課題 A — 下のエントリーの中から、文字列「floor」を含む行をすべて挙げてください。

抜粋 —
══════════

説明

熱接着用多層テープ及び包装体

【課題】雰囲気改良効果を発揮できる優れた熱接着用多層テープ及びその製造方法を提供する。
【解決手段】雰囲気改良物質を含むスチレン系エラストマーからなる基材層1と、基材層の上下表面1a、1bを被覆する、ポリオレフィン系樹脂を含む表面層2a、2bからなる熱接着用多層テープ10。

【発明の詳細な説明】
【技術分野】
【0001】
本発明は、食品包装、薬品包装、医薬品包装、化粧品包装、衣料品包装等に好適に使用できる熱接着用多層テープ及び包装体に関する。
【背景技術】
【0002】
包装袋、容器は被包装物を光や衝撃又はホコリ付着から保護する目的で使用されているが、さらに積極的に包装袋、容器内の酸素を除去する、除湿するあるいは殺虫剤を気化させて殺虫する等の雰囲気改良機能が求められている。
【0003】
従来から包装袋内に小袋形態の乾燥剤や防虫剤を同封し、包装袋内の湿気を吸収したり、包装袋内の衣料品を害虫から保護することが行われている。
しかし、この様に包装袋内に小袋を添付することは、投入工程が増えるため、産業的には包装効率や包装コストの面で問題がある。また、投入漏れ等の危険が常に存在する。
【0004】
これらを解決するために包装袋用フィルムを形成する1部の層に乾燥剤を含有させること(特許文献1)や不織布に樹脂と忌避剤を塗工して固着させること(特許文献2)等が提案されている。
【0005】
特許文献1は、吸湿基材として一般的ポリオレフィンを用いているので、そのままでは吸湿速度が遅いため、乾燥剤層の吸湿速度を向上させるために吸湿基材と接するフィルムに無数の微孔が開けられている。この技術は吸湿速度が速くなるものの熱接着強度の低下や微孔から吸湿剤の一部が脱離する恐れがある。また、微孔加工するため、フィルム材質に制限を受ける。
吸湿力を長く保持するためには、樹脂に分散させる乾燥剤を可能な限り多く入れる方がよいが、量が多過ぎるとフィルム外観が低下するとともに、生産時にメルトウェブが切れる等製造上の問題が非常に起きやすくなる。
さらに乾燥剤が分散されている樹脂層は強度が弱くなるため、製袋して使用するとき、シール表面層が破れなくても、次層の乾燥剤層が破断することが起こる。

══════════

課題 B — 上の熱接着用多層テープの文章を、最後の文の次から書き継ぐこと。

元データ —
══════════

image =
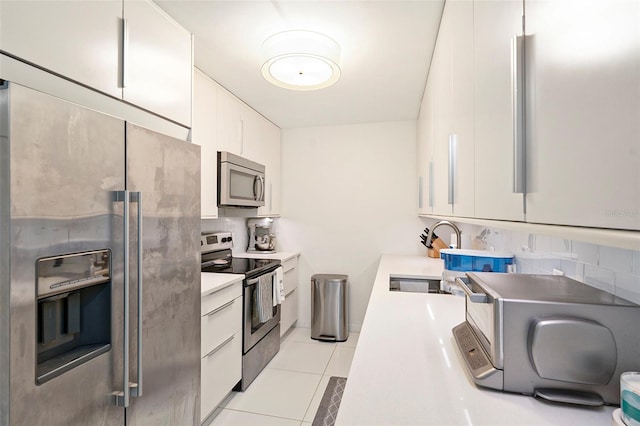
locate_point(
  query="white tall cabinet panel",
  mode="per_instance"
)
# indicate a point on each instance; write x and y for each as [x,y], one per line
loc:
[274,170]
[158,67]
[440,73]
[461,16]
[495,24]
[451,85]
[205,105]
[425,150]
[79,40]
[230,125]
[261,143]
[583,112]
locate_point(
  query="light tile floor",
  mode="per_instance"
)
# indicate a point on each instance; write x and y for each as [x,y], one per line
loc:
[289,389]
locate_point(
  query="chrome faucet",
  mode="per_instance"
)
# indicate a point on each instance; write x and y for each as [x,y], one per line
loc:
[444,222]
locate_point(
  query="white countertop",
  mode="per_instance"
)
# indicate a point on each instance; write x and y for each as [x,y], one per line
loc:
[282,256]
[212,282]
[407,370]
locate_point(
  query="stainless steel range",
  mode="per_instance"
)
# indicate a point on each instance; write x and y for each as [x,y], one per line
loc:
[260,315]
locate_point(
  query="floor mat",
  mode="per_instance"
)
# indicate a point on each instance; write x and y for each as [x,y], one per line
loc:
[328,409]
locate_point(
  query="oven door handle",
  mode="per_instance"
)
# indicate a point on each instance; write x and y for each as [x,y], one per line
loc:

══════════

結果 A —
  query="light tile floor",
  query="floor mat",

結果 B —
【0006】
一方、特許文献2の不織布に樹脂と忌避剤を塗工して固着させて製造したテープは、薬剤がテープ表面に露出してテープ間がブロッキングしたり、不透明となる問題がある。また、塗工のため、固着できる薬剤濃度が低く、またポリオレフィンへの吸着量は少ないため持続性に劣ると共に固着できる薬剤の種類に制限がある。さらに、表面のこすれ等により、薬剤部分が剥離し易い。
【特許文献1】特開2001−823号公報
【特許文献2】特開平5−320003号公報
【発明の開示】
【発明が解決しようとする課題】
【0007】
上述したように、従来の包装材には以下の課題があった。
(1)乾燥剤や酸素吸収剤が表面層から脱離したり、表面層にある薬剤によりフィルムどうしがブロッキングする。
(2)表面層の熱接着強度が弱い。
(3)一般的なポリオレフィンを基材形成樹脂として用いると水蒸気や酸素吸収速度が遅くなる。
(4)ポリオレフィンへの薬剤吸着量は少なく、薬剤の徐放に持続性がない。
(5)フィルムとしての包装体への利用は、生産性、機械的物性が悪い。
【0008】
本発明の目的は、雰囲気改良効果を発揮できる優れた熱接着用多層テープ及びその製造方法を提供することである。
【課題を解決するための手段】
【0009】
本発明によれば、以下の熱接着用多層テープ等が提供される。
1.雰囲気改良物質を含むスチレン系エラストマーからなる基材層と、前記基材層の上下表面を被覆する、ポリオレフィン系樹脂を含む表面層からなる熱接着用多層テープ。
2.前記スチレン系エラストマーが、ブタジエン−スチレン共重合体、スチレン−イソプレン共重合体、スチレン−ブタジエン−スチレン共重合体、スチレン−イソプレン−スチレン共重合体、及びこれらの水添物より選ばれる少なくとも一種のブロック共重合体である1記載の熱接着用多層テープ。
3.前記雰囲気改良物質が、脂溶性揮発物質、粉体状酸素吸収剤又は粉体状乾燥剤である1又は2記載の熱接着用多層テープ。
4.前記脂溶性揮発物質が、香料、抗菌剤、殺虫剤、防ダニ剤、動物忌避剤、防黴剤又は防錆剤である3記載の熱接着用多層テープ。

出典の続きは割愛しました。